EXCERPT:
+--

MODERN DRUIDS (RONALD HUTTON) 2 MODERN DRUID MOVEMENTS

Modern Druids is the most recent public lecture (2 April 2025) presented by Professor Ronald Hutton in his tenure as Professor of Divinity at Gresham College, London. I provide a link below (1). This is the second of two posts about the lecture, focusing on Modern Druid movements in Britain from 1781. The first, concerning Hutton’s take on early modern perceptions of ancient Druidry, is published at https://contemplativeinquiry.blog/2025/04/08/ . It distinguishes four understandings, named by Hutton as Nationalist, Green, Demonic and Confessional.

Turning to modern Druid movements, Hutton also distinguishes four different kinds, emerging from the later eighteenth century up to the present:

  1. Masonic Druids The Ancient Order of Druids was launched in London in 1781, as a closed society with initiation rites, secret memberships, signs and passwords, loosely modelled on Masonry. Its purpose was to give working men opportunities for participation in the performing arts. By 1820 it had become a huge success, moving beyond London to the Midlands and North of England. Some members wanted more focus on the insurance side of friendly society life, and in 1833 the United Ancient Order of Druids was formed, splitting off from the AOD. The UAOD lasted until the late twentieth century. The original AOD still exists.

+--

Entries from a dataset
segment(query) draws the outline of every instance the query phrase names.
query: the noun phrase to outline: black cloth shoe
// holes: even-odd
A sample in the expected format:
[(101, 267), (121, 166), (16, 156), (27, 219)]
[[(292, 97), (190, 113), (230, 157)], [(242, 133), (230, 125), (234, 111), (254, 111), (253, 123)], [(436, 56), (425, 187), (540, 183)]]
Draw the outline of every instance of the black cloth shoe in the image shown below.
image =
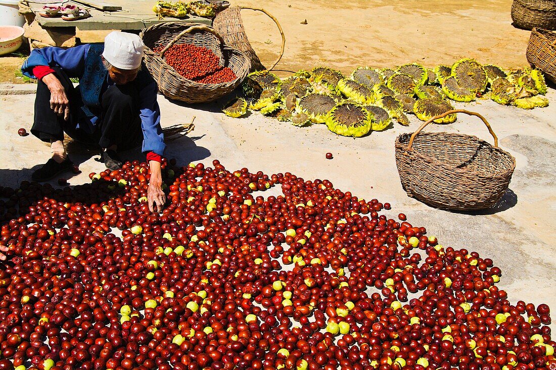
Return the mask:
[(36, 181), (46, 181), (53, 179), (62, 172), (71, 171), (73, 162), (66, 158), (62, 163), (58, 163), (51, 158), (44, 165), (33, 172), (31, 179)]
[(106, 168), (112, 171), (119, 170), (122, 168), (122, 165), (123, 164), (118, 154), (111, 149), (105, 150), (102, 153), (102, 157), (104, 159)]

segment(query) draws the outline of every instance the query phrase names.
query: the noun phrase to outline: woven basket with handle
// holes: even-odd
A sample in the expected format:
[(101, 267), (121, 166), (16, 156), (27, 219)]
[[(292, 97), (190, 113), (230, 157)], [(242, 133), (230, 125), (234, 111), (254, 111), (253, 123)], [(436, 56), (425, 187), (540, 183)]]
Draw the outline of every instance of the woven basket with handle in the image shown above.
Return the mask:
[(226, 45), (231, 46), (240, 51), (242, 51), (247, 56), (251, 61), (251, 72), (254, 71), (262, 71), (267, 69), (261, 60), (257, 56), (257, 54), (253, 50), (249, 40), (247, 40), (247, 34), (245, 33), (245, 28), (243, 26), (243, 21), (241, 19), (241, 14), (240, 13), (242, 9), (249, 9), (264, 13), (276, 24), (278, 29), (280, 31), (280, 35), (282, 36), (282, 46), (280, 50), (280, 55), (278, 58), (272, 63), (272, 66), (267, 68), (269, 71), (274, 68), (284, 55), (284, 47), (286, 44), (286, 37), (282, 31), (282, 27), (280, 26), (278, 20), (273, 16), (270, 14), (264, 9), (259, 8), (248, 8), (247, 7), (230, 7), (227, 9), (220, 12), (214, 18), (212, 22), (212, 26), (220, 35), (226, 43)]
[[(453, 113), (479, 117), (494, 146), (476, 136), (421, 132), (435, 119)], [(489, 208), (502, 199), (515, 168), (515, 159), (498, 147), (498, 139), (478, 113), (448, 111), (424, 122), (413, 134), (396, 139), (396, 165), (408, 195), (441, 209), (469, 211)]]
[(556, 29), (556, 1), (514, 0), (512, 4), (512, 19), (520, 28)]
[[(205, 24), (169, 22), (153, 24), (141, 31), (145, 43), (145, 65), (165, 96), (186, 103), (208, 103), (232, 92), (249, 73), (251, 63), (242, 52), (224, 44), (214, 30)], [(178, 73), (166, 63), (164, 53), (172, 45), (193, 44), (206, 48), (220, 60), (220, 66), (234, 71), (237, 78), (222, 83), (202, 83)], [(160, 53), (157, 48), (164, 48)]]
[(532, 67), (556, 83), (556, 32), (533, 28), (526, 55)]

+--

AIM 1:
In the excerpt on modern Druids, what was the stated purpose of the Ancient Order of Druids?
AIM 2:
Translate this sentence from the excerpt on modern Druids into Spanish: "The UAOD lasted until the late twentieth century."
AIM 3:
Reproduce the passage of the excerpt on modern Druids from "1. Masonic Druids" to "AOD still exists.".

CORRECT ANSWER 1:
Its purpose was to give working men opportunities for participation in the performing arts.

CORRECT ANSWER 2:
La UAOD perduró hasta finales del siglo XX.

CORRECT ANSWER 3:
1. Masonic Druids The Ancient Order of Druids was launched in London in 1781, as a closed society with initiation rites, secret memberships, signs and passwords, loosely modelled on Masonry. Its purpose was to give working men opportunities for participation in the performing arts. By 1820 it had become a huge success, moving beyond London to the Midlands and North of England. Some members wanted more focus on the insurance side of friendly society life, and in 1833 the United Ancient Order of Druids was formed, splitting off from the AOD. The UAOD lasted until the late twentieth century. The original AOD still exists.